____ Text provided
Which base grain you use is up to you. A good rule of thumb is to pick one appropriate to brewing tradition the beer comes from. In other words, British pale malt or pale ale malt for a British beer, American 2-row pale malt or brewers malt for an American beer, or Pilsner malt for German beer. You can also check similar all-grain recipes for suggestions.

Next, you need to remove an amount of malt extract proportional to the amount of base malt you added. Malted grains and malt extract may contribute a different amount of fermentable sugars by weight, so you need to account for this. If the extract recipe you are converting from uses liquid malt extract, subtract the weight of the base malt from the weight of the liquid malt extract in the original recipe — a simple 1:1 swap. However, if the extract recipe you are converting from uses dried malt extract, subtract the weight of the base malt times 0.80 from the weight of the dried malt extract in the original recipe. For example, if you added 2 lb. of base malt — as in the example above — subtract (2 X 0.8 =) 1.6 lb. of dried malt extract from the original recipe.

As far as the recipe conversion goes, that’s it. Add a certain amount of base malt to the existing recipe. Subtract an equivalent amount of fermentables from the malt extract. You do not need to adjust the amount of hops or yeast.
________
____ Information supplied
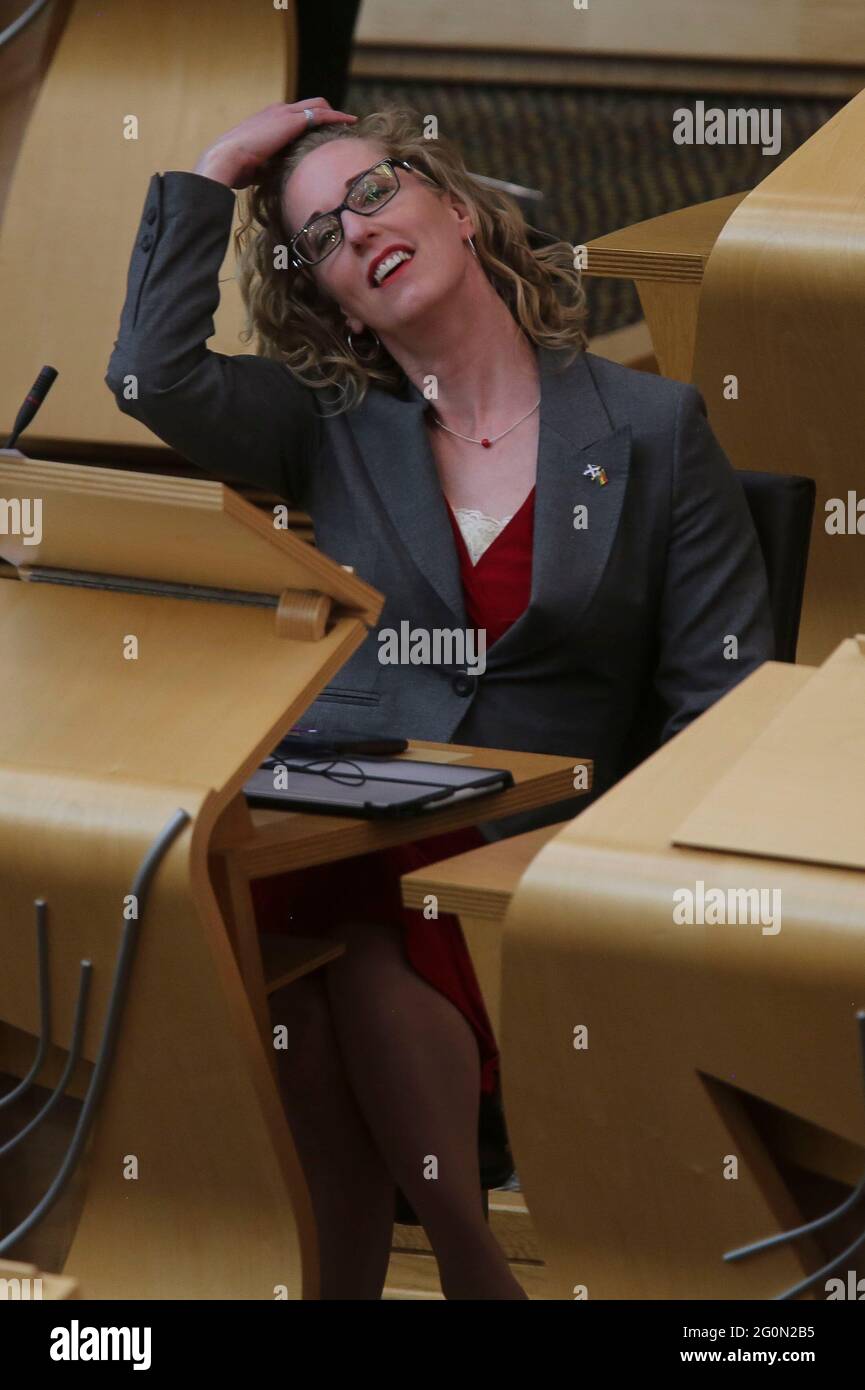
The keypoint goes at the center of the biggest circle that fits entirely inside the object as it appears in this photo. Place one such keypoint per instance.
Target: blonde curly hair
(294, 321)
________
## What this task involves
Reproduce in full the text on swapping base malt for malt extract in a beer recipe, word for word.

## Exercise answer
Which base grain you use is up to you. A good rule of thumb is to pick one appropriate to brewing tradition the beer comes from. In other words, British pale malt or pale ale malt for a British beer, American 2-row pale malt or brewers malt for an American beer, or Pilsner malt for German beer. You can also check similar all-grain recipes for suggestions.

Next, you need to remove an amount of malt extract proportional to the amount of base malt you added. Malted grains and malt extract may contribute a different amount of fermentable sugars by weight, so you need to account for this. If the extract recipe you are converting from uses liquid malt extract, subtract the weight of the base malt from the weight of the liquid malt extract in the original recipe — a simple 1:1 swap. However, if the extract recipe you are converting from uses dried malt extract, subtract the weight of the base malt times 0.80 from the weight of the dried malt extract in the original recipe. For example, if you added 2 lb. of base malt — as in the example above — subtract (2 X 0.8 =) 1.6 lb. of dried malt extract from the original recipe.

As far as the recipe conversion goes, that’s it. Add a certain amount of base malt to the existing recipe. Subtract an equivalent amount of fermentables from the malt extract. You do not need to adjust the amount of hops or yeast.